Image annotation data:
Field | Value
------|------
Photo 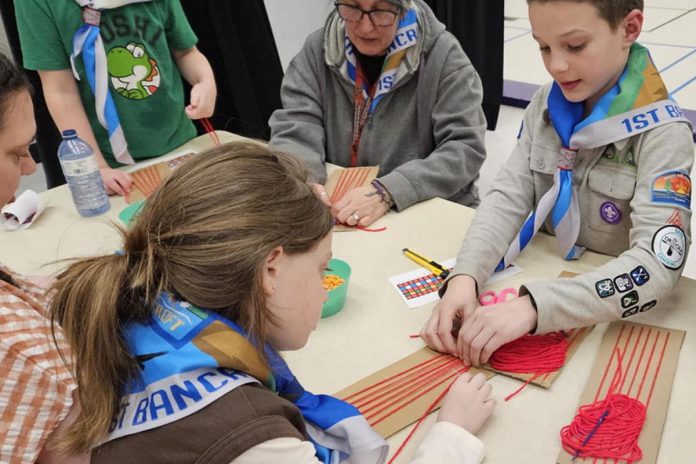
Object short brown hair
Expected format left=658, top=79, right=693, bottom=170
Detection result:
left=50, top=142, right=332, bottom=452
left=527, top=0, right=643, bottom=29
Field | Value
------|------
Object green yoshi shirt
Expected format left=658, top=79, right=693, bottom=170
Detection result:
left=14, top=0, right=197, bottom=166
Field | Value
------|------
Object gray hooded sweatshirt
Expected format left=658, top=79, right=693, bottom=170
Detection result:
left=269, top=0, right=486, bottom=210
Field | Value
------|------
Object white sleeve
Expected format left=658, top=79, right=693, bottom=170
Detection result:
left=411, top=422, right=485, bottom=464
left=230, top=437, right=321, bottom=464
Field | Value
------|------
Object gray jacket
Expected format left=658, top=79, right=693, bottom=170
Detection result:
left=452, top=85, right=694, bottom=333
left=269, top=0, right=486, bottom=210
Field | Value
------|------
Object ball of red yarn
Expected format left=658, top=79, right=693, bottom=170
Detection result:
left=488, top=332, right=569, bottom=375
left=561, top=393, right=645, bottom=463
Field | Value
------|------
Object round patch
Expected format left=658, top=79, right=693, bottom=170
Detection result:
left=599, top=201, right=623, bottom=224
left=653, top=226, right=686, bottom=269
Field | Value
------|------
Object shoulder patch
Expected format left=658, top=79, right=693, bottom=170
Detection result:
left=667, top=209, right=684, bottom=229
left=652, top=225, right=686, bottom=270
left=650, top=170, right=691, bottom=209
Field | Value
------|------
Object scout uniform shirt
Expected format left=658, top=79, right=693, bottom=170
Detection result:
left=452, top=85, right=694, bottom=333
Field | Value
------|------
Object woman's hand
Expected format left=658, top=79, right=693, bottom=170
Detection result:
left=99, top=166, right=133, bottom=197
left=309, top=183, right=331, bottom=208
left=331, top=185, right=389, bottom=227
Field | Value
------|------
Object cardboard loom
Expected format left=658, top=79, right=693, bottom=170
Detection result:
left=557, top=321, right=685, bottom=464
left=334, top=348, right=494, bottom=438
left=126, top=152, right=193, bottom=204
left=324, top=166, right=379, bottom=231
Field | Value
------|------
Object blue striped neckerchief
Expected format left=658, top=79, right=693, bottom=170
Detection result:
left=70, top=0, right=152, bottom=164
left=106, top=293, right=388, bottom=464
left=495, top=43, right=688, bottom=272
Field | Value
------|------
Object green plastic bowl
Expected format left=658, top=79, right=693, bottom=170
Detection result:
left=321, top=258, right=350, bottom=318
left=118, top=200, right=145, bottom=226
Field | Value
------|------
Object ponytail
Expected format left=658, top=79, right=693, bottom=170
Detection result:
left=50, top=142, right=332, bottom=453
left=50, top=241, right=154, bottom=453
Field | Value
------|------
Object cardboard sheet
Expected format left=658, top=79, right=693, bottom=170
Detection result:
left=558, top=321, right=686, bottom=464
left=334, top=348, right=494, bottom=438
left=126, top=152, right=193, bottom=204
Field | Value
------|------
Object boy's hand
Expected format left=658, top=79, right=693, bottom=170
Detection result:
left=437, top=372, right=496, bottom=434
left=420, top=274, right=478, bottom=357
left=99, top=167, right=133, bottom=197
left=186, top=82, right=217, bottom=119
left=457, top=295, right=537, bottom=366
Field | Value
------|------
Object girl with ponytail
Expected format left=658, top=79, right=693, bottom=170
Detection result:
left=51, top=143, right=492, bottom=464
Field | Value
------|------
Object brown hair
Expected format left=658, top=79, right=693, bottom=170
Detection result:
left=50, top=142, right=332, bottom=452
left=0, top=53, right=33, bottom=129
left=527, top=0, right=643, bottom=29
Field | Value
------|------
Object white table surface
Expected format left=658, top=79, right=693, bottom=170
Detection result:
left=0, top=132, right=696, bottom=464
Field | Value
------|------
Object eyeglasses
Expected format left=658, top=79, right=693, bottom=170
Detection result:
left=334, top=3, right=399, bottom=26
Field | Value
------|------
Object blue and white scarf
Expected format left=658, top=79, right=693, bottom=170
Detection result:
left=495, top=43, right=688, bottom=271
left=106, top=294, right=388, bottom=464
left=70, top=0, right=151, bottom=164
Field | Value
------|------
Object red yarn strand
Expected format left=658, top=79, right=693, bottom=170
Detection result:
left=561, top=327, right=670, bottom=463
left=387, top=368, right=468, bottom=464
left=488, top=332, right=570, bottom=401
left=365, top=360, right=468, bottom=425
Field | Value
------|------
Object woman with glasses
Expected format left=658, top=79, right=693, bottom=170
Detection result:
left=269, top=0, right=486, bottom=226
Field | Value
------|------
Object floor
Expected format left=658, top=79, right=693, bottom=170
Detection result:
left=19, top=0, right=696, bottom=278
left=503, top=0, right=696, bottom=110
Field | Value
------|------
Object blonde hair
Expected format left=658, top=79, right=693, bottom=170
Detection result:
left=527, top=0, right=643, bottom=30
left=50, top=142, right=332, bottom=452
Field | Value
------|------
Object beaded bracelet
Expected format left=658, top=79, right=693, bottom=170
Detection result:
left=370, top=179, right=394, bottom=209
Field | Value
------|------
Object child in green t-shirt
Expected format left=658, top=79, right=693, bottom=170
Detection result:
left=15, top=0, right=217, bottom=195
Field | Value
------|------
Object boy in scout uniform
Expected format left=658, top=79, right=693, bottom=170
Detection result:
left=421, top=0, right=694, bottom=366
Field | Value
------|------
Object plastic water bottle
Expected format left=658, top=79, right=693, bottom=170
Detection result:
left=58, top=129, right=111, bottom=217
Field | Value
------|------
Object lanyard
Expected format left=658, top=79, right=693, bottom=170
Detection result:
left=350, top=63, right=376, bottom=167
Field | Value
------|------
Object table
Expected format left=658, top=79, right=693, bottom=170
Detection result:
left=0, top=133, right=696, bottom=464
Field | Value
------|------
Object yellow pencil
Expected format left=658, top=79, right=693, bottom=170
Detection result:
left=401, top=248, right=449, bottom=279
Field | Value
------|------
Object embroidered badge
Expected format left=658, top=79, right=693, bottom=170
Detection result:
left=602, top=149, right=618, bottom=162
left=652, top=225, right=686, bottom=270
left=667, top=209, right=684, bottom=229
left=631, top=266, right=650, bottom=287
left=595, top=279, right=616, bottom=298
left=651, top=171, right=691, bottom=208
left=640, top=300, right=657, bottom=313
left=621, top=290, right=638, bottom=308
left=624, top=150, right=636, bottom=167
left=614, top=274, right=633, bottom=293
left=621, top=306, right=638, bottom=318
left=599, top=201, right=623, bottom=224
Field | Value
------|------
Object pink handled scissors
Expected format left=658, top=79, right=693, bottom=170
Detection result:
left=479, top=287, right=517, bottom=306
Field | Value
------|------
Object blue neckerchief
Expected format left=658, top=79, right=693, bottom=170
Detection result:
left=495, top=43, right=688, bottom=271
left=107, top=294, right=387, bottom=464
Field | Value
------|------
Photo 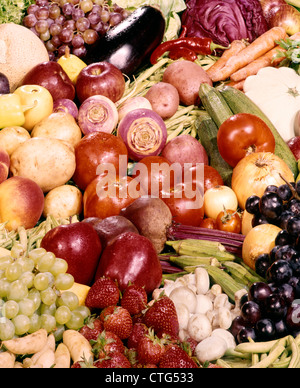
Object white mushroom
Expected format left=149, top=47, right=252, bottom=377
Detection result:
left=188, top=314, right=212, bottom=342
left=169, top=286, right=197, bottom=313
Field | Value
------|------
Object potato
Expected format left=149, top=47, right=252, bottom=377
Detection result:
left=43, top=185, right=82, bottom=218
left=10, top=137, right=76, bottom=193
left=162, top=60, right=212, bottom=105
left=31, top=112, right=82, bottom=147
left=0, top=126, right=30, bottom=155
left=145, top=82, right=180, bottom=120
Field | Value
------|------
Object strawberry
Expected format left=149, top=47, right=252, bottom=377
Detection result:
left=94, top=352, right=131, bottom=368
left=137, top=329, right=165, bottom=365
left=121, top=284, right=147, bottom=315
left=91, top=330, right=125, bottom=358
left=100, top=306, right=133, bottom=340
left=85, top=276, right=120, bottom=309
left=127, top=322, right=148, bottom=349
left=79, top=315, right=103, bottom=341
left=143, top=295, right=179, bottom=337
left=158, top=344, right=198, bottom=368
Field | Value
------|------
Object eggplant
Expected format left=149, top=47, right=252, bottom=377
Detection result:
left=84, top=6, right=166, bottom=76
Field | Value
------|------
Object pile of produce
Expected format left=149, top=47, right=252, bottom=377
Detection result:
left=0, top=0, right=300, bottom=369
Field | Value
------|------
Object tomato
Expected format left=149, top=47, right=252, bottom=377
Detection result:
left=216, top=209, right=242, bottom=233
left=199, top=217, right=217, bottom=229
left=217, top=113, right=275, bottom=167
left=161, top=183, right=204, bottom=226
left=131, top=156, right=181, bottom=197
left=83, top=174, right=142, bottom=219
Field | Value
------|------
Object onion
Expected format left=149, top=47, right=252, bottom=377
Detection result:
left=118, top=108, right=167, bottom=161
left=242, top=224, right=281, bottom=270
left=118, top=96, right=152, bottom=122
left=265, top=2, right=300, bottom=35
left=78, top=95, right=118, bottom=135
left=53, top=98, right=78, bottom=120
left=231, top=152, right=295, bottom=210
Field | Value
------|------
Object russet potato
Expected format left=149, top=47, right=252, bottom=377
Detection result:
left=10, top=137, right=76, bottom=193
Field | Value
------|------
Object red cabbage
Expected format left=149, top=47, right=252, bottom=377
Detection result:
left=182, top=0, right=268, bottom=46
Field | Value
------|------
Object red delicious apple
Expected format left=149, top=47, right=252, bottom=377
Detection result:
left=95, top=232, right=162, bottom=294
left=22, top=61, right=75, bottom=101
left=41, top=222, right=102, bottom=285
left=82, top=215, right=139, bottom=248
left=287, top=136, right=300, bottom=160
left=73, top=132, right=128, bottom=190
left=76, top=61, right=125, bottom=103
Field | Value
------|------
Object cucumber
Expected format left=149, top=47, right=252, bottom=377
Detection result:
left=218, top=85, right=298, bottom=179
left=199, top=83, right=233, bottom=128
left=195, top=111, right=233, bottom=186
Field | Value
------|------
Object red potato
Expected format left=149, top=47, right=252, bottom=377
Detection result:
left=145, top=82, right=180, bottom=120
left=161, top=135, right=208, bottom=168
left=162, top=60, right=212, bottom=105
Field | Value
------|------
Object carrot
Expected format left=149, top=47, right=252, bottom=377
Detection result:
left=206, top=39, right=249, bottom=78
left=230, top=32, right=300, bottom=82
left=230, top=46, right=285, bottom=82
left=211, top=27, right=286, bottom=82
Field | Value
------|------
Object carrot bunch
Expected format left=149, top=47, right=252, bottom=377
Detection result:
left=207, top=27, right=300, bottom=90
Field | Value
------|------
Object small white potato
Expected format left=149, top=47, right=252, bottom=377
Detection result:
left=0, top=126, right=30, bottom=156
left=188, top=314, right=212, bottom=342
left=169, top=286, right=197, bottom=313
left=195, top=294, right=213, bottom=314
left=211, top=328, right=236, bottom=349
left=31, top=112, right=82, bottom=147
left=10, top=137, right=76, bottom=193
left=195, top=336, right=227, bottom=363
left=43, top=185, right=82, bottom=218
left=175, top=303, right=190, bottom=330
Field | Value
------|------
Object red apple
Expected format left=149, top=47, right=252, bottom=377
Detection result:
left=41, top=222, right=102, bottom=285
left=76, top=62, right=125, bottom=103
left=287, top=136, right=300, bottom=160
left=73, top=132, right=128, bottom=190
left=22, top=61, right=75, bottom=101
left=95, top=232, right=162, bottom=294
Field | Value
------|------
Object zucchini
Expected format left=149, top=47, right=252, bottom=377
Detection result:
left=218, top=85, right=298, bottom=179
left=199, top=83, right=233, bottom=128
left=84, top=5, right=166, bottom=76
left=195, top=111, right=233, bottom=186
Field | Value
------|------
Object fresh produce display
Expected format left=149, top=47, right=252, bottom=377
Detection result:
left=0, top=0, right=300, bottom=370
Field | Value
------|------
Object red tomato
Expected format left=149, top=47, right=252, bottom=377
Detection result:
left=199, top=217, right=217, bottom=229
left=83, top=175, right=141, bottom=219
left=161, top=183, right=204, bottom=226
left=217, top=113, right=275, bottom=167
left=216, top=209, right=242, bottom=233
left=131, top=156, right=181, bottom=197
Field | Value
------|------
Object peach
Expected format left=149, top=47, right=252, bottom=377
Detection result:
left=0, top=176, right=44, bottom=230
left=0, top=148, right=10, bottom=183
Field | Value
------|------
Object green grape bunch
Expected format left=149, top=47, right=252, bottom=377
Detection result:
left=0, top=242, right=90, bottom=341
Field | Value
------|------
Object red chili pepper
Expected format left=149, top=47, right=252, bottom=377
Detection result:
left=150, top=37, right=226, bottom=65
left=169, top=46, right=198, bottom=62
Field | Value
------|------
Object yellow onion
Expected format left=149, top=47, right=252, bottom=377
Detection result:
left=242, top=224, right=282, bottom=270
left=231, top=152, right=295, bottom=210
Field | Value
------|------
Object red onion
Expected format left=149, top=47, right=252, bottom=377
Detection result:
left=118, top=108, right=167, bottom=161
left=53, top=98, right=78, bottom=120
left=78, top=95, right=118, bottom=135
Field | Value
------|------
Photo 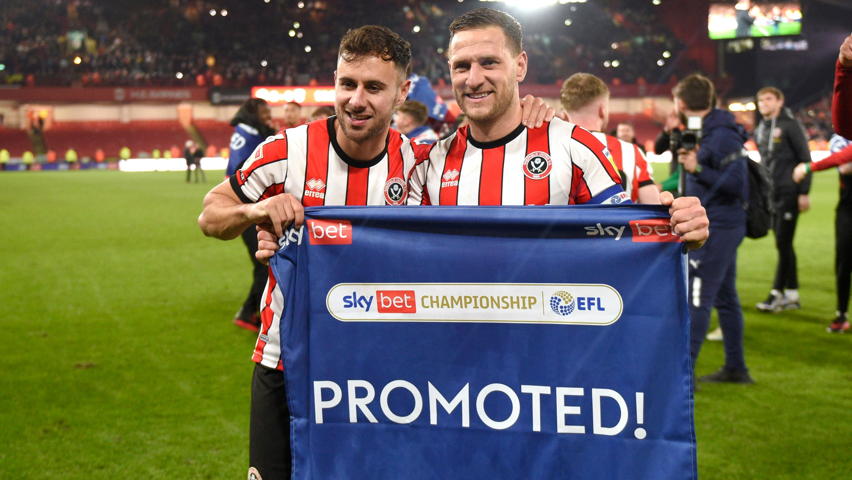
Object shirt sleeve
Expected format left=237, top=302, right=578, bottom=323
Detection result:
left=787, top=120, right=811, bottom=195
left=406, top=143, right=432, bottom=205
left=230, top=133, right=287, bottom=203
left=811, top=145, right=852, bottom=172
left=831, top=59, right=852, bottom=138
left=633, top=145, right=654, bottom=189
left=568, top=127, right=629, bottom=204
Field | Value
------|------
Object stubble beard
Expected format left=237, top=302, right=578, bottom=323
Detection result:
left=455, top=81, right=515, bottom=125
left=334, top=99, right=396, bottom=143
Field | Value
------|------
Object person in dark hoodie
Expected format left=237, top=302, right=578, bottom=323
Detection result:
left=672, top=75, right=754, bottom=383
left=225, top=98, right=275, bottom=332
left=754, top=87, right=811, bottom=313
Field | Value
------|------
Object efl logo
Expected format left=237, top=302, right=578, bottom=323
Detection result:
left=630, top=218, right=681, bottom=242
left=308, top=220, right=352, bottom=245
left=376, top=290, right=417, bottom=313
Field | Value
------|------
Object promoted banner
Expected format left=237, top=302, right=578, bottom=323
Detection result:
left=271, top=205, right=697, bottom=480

AIM — Reproduce every line of the entries from the beginning through the line containing "left=331, top=185, right=389, bottom=227", shifting each bounding box coordinate in the detection results up by 124 and keeping the expected-format lines unchanged. Leave out the pictures.

ANSWER —
Field | Value
------|------
Photo 
Object short brown hair
Expected format left=658, top=79, right=693, bottom=170
Detection result:
left=174, top=266, right=456, bottom=576
left=651, top=124, right=767, bottom=153
Field | Value
------|------
Object green yoshi shirt
Expected format left=658, top=79, right=693, bottom=170
Detection result:
left=138, top=124, right=321, bottom=290
Field | Value
------|------
Object gray hooded sweatshirt
Expected format left=658, top=79, right=693, bottom=170
Detection result:
left=393, top=124, right=610, bottom=334
Field | Value
------|------
Object white sleeve
Expected format left=658, top=79, right=693, bottom=170
Detection result:
left=535, top=546, right=609, bottom=588
left=354, top=561, right=445, bottom=588
Field | Value
------|------
Object gray jacket
Expected format left=658, top=79, right=693, bottom=170
Detection result:
left=576, top=209, right=818, bottom=457
left=393, top=124, right=610, bottom=334
Field | Value
------|------
Object ball of red yarn
Expected format left=658, top=79, right=693, bottom=170
Detection result:
left=612, top=456, right=693, bottom=499
left=685, top=517, right=769, bottom=587
Field | Value
------|------
Object round patch
Expected format left=658, top=79, right=693, bottom=170
Detection result:
left=723, top=325, right=747, bottom=348
left=777, top=350, right=810, bottom=393
Field | Value
------|------
Object shoulder patch
Expected format left=658, top=79, right=693, bottom=170
Detection result:
left=791, top=333, right=808, bottom=353
left=776, top=349, right=810, bottom=394
left=774, top=294, right=815, bottom=333
Field | Value
------|------
Object scout uniform shirt
Expected format left=658, top=79, right=693, bottom=170
Detection result:
left=576, top=209, right=818, bottom=457
Field | Value
------|------
Object woman's hand
Expected format left=658, top=79, right=693, bottom=170
Detection result:
left=223, top=290, right=257, bottom=321
left=433, top=307, right=455, bottom=332
left=455, top=309, right=513, bottom=351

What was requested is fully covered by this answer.